ABOUT THIS EXERCISE >>
An exact copy of all the data below is needed, without its pictures.

[Saved entries]
=== Section Start ===
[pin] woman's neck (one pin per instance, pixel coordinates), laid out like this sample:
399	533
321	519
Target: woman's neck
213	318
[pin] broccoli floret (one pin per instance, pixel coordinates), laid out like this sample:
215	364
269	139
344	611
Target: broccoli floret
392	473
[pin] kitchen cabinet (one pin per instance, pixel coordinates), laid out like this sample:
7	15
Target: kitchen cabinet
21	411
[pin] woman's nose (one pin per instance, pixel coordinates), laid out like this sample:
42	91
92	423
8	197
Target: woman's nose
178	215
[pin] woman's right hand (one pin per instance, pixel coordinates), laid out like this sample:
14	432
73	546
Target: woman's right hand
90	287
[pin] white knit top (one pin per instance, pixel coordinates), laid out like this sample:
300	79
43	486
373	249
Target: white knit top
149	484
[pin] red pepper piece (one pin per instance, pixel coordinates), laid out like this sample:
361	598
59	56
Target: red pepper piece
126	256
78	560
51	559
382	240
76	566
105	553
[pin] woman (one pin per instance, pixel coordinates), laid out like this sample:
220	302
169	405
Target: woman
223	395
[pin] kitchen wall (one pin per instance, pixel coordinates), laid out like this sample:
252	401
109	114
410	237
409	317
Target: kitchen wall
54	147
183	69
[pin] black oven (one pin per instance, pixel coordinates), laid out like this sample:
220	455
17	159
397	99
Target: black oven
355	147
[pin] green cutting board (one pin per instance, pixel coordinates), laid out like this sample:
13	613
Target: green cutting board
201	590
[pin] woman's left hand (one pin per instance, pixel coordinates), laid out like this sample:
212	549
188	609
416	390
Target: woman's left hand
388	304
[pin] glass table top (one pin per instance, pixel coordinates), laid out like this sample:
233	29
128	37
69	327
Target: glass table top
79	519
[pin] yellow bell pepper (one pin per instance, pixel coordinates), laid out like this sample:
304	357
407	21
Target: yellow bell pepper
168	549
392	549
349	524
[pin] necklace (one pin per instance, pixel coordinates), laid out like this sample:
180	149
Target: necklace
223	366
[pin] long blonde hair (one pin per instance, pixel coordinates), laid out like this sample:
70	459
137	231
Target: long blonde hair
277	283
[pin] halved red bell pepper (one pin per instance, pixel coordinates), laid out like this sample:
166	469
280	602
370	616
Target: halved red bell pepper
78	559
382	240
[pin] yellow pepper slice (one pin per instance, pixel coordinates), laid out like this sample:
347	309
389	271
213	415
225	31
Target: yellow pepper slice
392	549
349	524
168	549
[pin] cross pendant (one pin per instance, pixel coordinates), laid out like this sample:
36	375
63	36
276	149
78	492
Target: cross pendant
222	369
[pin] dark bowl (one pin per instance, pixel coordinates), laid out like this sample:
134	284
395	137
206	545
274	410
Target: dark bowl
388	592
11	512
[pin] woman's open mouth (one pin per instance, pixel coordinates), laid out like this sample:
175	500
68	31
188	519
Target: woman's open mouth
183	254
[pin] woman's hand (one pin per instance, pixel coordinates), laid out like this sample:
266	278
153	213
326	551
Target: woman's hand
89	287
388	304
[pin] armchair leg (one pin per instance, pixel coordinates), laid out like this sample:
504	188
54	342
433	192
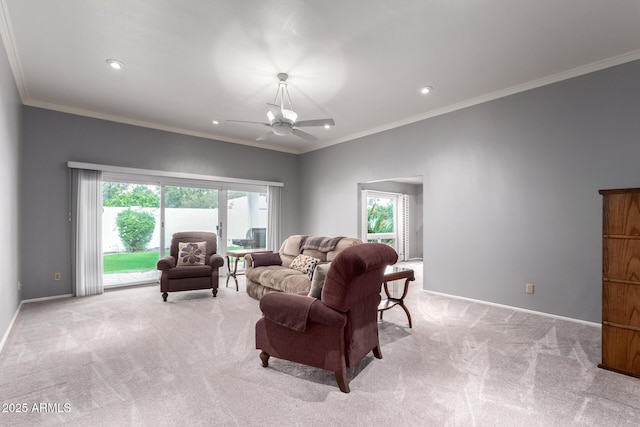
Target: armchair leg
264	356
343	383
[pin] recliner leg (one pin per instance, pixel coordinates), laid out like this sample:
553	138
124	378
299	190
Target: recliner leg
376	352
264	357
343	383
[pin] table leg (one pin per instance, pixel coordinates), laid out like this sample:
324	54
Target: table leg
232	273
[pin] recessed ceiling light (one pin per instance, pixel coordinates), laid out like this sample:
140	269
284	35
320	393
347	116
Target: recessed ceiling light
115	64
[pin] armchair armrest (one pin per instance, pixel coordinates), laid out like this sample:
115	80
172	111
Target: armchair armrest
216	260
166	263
=== Section End ===
SOLUTION TO THIS TASK >>
[pin] woman's neck (one pin per instance, pixel coordinates), laid out like this sample:
399	533
321	519
Target: woman's neck
213	318
[pin] broccoli floret (one pin per instance, pixel coordinates), laid out like this sample:
215	364
269	139
344	611
Target: broccoli floret
392	473
[pin] kitchen cabinet (one pin per instance, pixel coordinates), laid out like this sample:
7	15
Target: kitchen cabinet
21	411
[pin] woman's nose (one pin per instance, pixel coordinates), laid out like this sample:
42	91
92	423
8	197
Target: woman's nose
178	215
[pin] woman's right hand (one pin per instance, pixel coordinates), laid out like this sample:
14	432
73	546
Target: woman's right hand
90	287
[pin] white knit top (one pin per instance, pixel coordinates), laid out like this sample:
300	79
43	486
373	249
Target: white knit top
149	484
[pin] red pepper piece (one pin per instance, pixel coordinates), laid out like this sample:
361	598
59	56
Target: red pepper piece
126	256
78	560
51	559
382	240
76	566
105	553
[pin] woman (one pin per instance, pixel coordinates), laid out like this sample:
220	302
169	405
Target: woman
223	395
[pin] kitchen wall (one pin per instance, pixel coordinates), laid out like this sample:
252	401
109	114
410	237
409	317
Target: kitchen wall
54	147
183	69
[pin] black oven (one pin per instance, pixel coordinates), laid out like this sample:
220	455
17	159
397	99
Target: black oven
355	147
[pin] green cutting board (one pin per instance, pixel coordinates), laid out like this sample:
13	613
Target: green cutting board
201	590
[pin] woman's left hand (one pin per instance, pixel coordinates), laid out like this sample:
212	549
188	609
416	390
Target: woman's left hand
388	304
[pin] glass table top (one pin per instance, pixel coordinates), laid out like this sample:
233	29
128	37
69	327
Target: glass table top
79	519
[pin] yellow bell pepper (one pin per instance, pixel coordinates), laid out like this sample:
304	357
407	21
Target: yellow bell pepper
168	549
392	549
349	524
[pin] necklace (one pin per instance, pixel coordinates), laid out like this sample:
180	149
Target: necklace
223	366
[pin] long blonde hair (one pin per instance, pixel coordinates), laid out like this sample:
70	459
137	231
Target: long blonde hair
277	283
[pin] halved red bell pepper (one pin per instance, pixel coordinates), laid out like this sample:
166	469
280	602
370	616
Target: halved red bell pepper
78	559
382	240
[pin] yellow pepper slice (one pin per instance, pixel coordinates), laid out like this sample:
347	309
389	271
213	415
225	31
Target: yellow pepper slice
392	549
349	524
168	549
[pin] cross pendant (one pin per instance, pixel coordinates), laid out like this sample:
36	375
63	36
276	149
78	492
Target: cross pendant
222	369
[pin] dark bowl (one pin per instance, pixel coordinates), laid out like this sample:
134	284
395	137
206	545
274	410
Target: dark bowl
388	592
11	512
[pin] woman's open mouth (one pin per instance, pixel coordinates), laid out like this sample:
175	500
68	31
188	519
Target: woman's open mouth
183	254
[pin] woman's hand (one pin per instance, pixel coordinates), laid out like this sample:
266	278
153	213
326	551
Target: woman's hand
89	287
388	304
[pin] armchair leg (one pin per instance, pixel coordinates), laid out like this sample:
504	188
54	342
433	192
Target: armchair leg
264	356
343	383
[pin] recliner leg (one pin per instance, pixel coordinates), laid out like this sample:
553	138
124	378
299	190
Target: recliner leg
376	352
264	357
343	383
[pin] table leg (one pin per instance, pixel coordinates), laid out like this sample:
324	54
Target: table leg
232	273
[pin] recessed ceiling light (one pin per instance, pixel coordinates), laid out like this sample:
140	269
284	35
320	393
347	116
Target: recessed ceiling light
115	64
[pin] armchair armrest (one pin per instance, pixel coordinates), laid out like this sample:
115	80
172	111
Target: armchair armrest
216	260
166	263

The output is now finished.